### Document section
-.-.-
[This article is extracted from Write Your Way Around the World. Click here for the full article.]
If you’re new here, Write Your Way Around The World, is a weekly dive into the deep end of travel writing, and sharing ideas, tips and insights on how to create a writing portfolio career you love.

This week, I’m covering two topics:
- What makes for a great micro-story?
- The Writer’s Blueprint Part I (Building a Writing Career You Love)
Essaylets — Writing Micro-Story
Last week one of my notes was about short-form writing, how to create a mini-story from a scene or moment. The literary equivalent of a five minute sketch with a fine liner. Lots of you commented and shared your writing, so I thought I’d take a deeper look at this in today’s post.
Flash fiction and micro-stories have been around since storytelling began. From Aesop’s Fables (miniature moral tales, often under 200 words), to the brevity of parables, and the Chuanqi and zhiguai tales in China, focused on concise story formats, to vignettes by 19th century writers like Kate Chopin, Anton Chekhov and Edgar Allen Poe — all often clocking in under 1000 words, from Japanese Nobel Laureate Yasunari Kawabata’s micro ‘Palm-of-the-Hand’ stories, to the micro fiction boom in Latin America in the 1960s-80s, and modern day writers like Lydia Davis — brevity of storytelling, or story in miniature intrigues us.
-.-.-
### Supplied data
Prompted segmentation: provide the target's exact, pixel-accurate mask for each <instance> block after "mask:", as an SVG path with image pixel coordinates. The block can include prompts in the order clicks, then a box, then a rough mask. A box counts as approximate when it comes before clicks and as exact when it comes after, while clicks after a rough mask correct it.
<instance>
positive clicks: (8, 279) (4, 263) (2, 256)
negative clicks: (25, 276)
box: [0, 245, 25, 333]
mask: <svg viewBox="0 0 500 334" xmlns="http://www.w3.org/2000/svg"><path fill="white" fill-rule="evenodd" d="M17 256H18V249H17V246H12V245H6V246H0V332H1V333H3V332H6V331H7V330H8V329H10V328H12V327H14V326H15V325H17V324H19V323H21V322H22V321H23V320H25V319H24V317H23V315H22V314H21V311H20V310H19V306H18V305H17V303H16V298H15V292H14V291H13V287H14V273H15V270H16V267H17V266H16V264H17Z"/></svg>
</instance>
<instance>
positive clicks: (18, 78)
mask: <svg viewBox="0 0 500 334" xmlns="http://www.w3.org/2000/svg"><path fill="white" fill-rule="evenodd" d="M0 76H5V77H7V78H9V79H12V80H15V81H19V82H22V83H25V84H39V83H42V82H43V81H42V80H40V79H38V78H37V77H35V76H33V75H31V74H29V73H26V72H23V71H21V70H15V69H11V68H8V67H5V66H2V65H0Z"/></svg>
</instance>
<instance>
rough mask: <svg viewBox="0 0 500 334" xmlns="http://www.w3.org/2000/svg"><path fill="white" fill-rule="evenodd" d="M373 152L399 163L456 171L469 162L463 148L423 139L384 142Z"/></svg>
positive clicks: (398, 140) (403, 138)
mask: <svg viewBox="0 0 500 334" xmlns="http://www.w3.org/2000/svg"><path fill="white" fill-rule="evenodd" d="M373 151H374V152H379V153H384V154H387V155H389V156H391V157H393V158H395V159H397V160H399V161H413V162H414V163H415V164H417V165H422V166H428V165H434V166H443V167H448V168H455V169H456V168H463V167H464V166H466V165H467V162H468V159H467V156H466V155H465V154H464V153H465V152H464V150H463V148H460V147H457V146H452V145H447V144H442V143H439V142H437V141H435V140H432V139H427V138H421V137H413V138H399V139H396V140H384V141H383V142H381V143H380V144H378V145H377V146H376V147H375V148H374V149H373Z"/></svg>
-.-.-
### Exercise description
Please continue the newsletter piece on writing micro-stories above from where it stops.

### Task answer
I asked if anyone would be willing to share their own ultra-short pieces.
Lots of people shared both their writing and the note (thank you to all that did!) and I’ve picked out my two favourites to share here and explain why I think they work really well as stand-alone story moments. I thought I’d also share a 4-part frame for writing these kinds of shorter pieces for anyone interested in story structure.
What makes for a great mini-story?
Zoom in on a moment that catches your eye. What is it about this scene that captured your attention? What story is going on beneath the surface? How can you craft it into a story-in-miniature?
This is a four-part frame to help shape your mini-story:
- Hook (an opening spark, something to reel us in)
- Insight or Conflict (a thread of story tension)
- Transformation (a moment of growth/change/perspective shift)
- Close (tie-back with imagery, insight, action or resonance)
[see the original article for the analysis of the two stories]
Your Writing Life Blueprint (Part One)
Last week, we talked about knowing that your voice belongs here.
This week, I’m laying out the first half of a blueprint to help you think about and structure your writing life.
You know you want to write, but perhaps you’re unsure where to start. Maybe you’re already writing, but feel unfocused.
This blueprint can give you a frame to move forward in a way that feels much more intentional.
I. Foundation: Design Your Ideal Writing Life
Purpose: Think about why you write, and what you want your writing life to feel like. Be intentional.
- Define Your “Why”
- Why do you want to write? Why travel, or fiction or journalism or blogging?
- Who are you writing for — a specific audience, yourself, a particular community of readers?
- What values are driving your writing?
2. Picture Your Ideal Writing Life
- Describe a day/week/year in your dream writing life.
- What do you picture yourself doing?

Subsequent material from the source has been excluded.